Render every line of the records below as a numbered list, omitting any blank lines.

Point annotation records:
* * *
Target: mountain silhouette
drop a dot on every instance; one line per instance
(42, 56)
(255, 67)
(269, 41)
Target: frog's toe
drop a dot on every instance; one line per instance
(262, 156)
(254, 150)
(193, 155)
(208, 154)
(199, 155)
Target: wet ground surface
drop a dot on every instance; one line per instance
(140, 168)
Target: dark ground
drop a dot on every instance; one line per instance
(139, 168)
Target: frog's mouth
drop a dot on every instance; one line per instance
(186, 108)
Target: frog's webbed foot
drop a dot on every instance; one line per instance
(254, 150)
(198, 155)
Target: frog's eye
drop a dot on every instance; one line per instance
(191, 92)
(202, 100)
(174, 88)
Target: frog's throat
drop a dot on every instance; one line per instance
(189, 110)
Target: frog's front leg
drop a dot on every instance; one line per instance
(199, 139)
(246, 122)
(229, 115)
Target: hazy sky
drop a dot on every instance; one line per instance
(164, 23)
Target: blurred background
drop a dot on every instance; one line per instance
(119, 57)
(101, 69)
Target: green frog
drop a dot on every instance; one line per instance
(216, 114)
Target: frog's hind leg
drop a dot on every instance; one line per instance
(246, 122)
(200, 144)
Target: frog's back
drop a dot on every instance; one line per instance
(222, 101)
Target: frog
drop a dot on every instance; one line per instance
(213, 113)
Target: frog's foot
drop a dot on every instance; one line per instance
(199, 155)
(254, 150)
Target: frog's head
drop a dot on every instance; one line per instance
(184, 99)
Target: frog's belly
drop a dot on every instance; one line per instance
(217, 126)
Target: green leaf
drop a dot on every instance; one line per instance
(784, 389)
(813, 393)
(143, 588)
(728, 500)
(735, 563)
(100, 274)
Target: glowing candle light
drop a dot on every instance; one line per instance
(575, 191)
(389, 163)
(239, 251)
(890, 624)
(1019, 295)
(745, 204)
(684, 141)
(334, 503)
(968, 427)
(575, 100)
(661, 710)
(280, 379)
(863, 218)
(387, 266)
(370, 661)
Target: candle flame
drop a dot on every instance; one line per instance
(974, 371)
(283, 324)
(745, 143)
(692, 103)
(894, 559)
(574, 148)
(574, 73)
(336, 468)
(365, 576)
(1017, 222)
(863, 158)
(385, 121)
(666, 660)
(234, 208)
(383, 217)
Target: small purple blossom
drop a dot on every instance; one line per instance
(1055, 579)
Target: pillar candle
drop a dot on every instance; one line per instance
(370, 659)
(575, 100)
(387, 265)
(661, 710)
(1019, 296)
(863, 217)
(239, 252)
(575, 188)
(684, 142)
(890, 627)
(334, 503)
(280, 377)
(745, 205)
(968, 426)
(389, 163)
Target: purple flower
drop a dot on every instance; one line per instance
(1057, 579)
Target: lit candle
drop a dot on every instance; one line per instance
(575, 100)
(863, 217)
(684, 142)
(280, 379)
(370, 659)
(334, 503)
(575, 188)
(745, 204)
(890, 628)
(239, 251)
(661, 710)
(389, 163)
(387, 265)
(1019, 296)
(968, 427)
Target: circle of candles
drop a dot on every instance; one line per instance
* * *
Correct response:
1. Target: mountain silhouette
2. drop a dot on every instance; one line per instance
3. (42, 56)
4. (255, 67)
5. (269, 41)
6. Target: frog's toe
7. drop a dot on every instance; one line per instance
8. (262, 156)
9. (254, 150)
10. (193, 155)
11. (208, 154)
12. (199, 155)
13. Target: wet ground surface
14. drop a dot on every instance; one line per instance
15. (140, 168)
16. Target: dark ground
17. drop a dot on every instance; one line per instance
18. (139, 168)
19. Target: frog's mouth
20. drop a dot on every instance; one line per instance
21. (186, 108)
22. Target: frog's webbed foot
23. drop a dot on every instance; one line per instance
24. (254, 150)
25. (198, 155)
26. Target: frog's eye
27. drop a dot on every instance; one line per instance
28. (191, 92)
29. (202, 100)
30. (174, 88)
31. Target: frog's throat
32. drop a dot on every instance; one line per instance
33. (189, 110)
34. Target: frog's front leg
35. drop a dot on every instance; one line per instance
36. (199, 139)
37. (246, 122)
38. (229, 115)
39. Target: hazy sky
40. drop a dot on every instance; one line per instance
41. (164, 23)
42. Target: blurred background
43. drop a dot on every instance; one line per instance
44. (119, 57)
45. (101, 69)
46. Target: green frog
47. drop a dot on every instance; one line per instance
48. (216, 114)
49. Target: frog's hind leg
50. drop a dot on every instance; one line per instance
51. (246, 122)
52. (200, 144)
53. Target: frog's back
54. drop a dot on every instance; one line per instance
55. (222, 101)
56. Target: frog
57. drop a dot on every instance; one line per instance
58. (213, 113)
59. Target: frog's foot
60. drop a dot on every instance; one line per instance
61. (199, 155)
62. (254, 150)
63. Target: frog's head
64. drop a dot on every instance; one line per instance
65. (184, 99)
66. Target: frog's belly
67. drop a dot on every instance; one line per instance
68. (217, 126)
69. Target: green leaf
70. drop a dot on every instance; one line per instance
71. (784, 389)
72. (813, 393)
73. (143, 588)
74. (728, 500)
75. (735, 563)
76. (100, 274)
77. Target: glowing candle light
78. drop a dot on every instance; one line per instance
79. (575, 191)
80. (389, 163)
81. (239, 251)
82. (890, 624)
83. (1019, 295)
84. (745, 204)
85. (684, 141)
86. (334, 503)
87. (968, 427)
88. (575, 100)
89. (661, 710)
90. (280, 379)
91. (863, 218)
92. (387, 266)
93. (370, 661)
94. Target: candle flame
95. drop a dot on every instance; one line per instance
96. (974, 371)
97. (283, 324)
98. (745, 143)
99. (692, 103)
100. (894, 559)
101. (574, 148)
102. (574, 73)
103. (336, 468)
104. (365, 576)
105. (1017, 222)
106. (863, 158)
107. (385, 121)
108. (666, 660)
109. (234, 208)
110. (383, 217)
111. Target: small purple blossom
112. drop a dot on every instance; one line per instance
113. (1055, 579)
114. Target: pillar candle
115. drop a dot on every instance; one line per instance
116. (370, 659)
117. (575, 100)
118. (387, 265)
119. (661, 710)
120. (1019, 296)
121. (863, 217)
122. (239, 252)
123. (575, 188)
124. (684, 142)
125. (890, 627)
126. (334, 503)
127. (280, 377)
128. (745, 205)
129. (968, 426)
130. (389, 163)
131. Target: purple flower
132. drop a dot on every instance; one line per instance
133. (1057, 579)
134. Target: lit candle
135. drop a dot on every instance; one line per instance
136. (575, 100)
137. (863, 217)
138. (684, 142)
139. (280, 379)
140. (370, 659)
141. (334, 503)
142. (575, 188)
143. (745, 204)
144. (890, 628)
145. (239, 251)
146. (661, 710)
147. (389, 163)
148. (387, 265)
149. (1019, 296)
150. (968, 427)
151. Target: circle of candles
152. drop a dot on every instance; one line per instance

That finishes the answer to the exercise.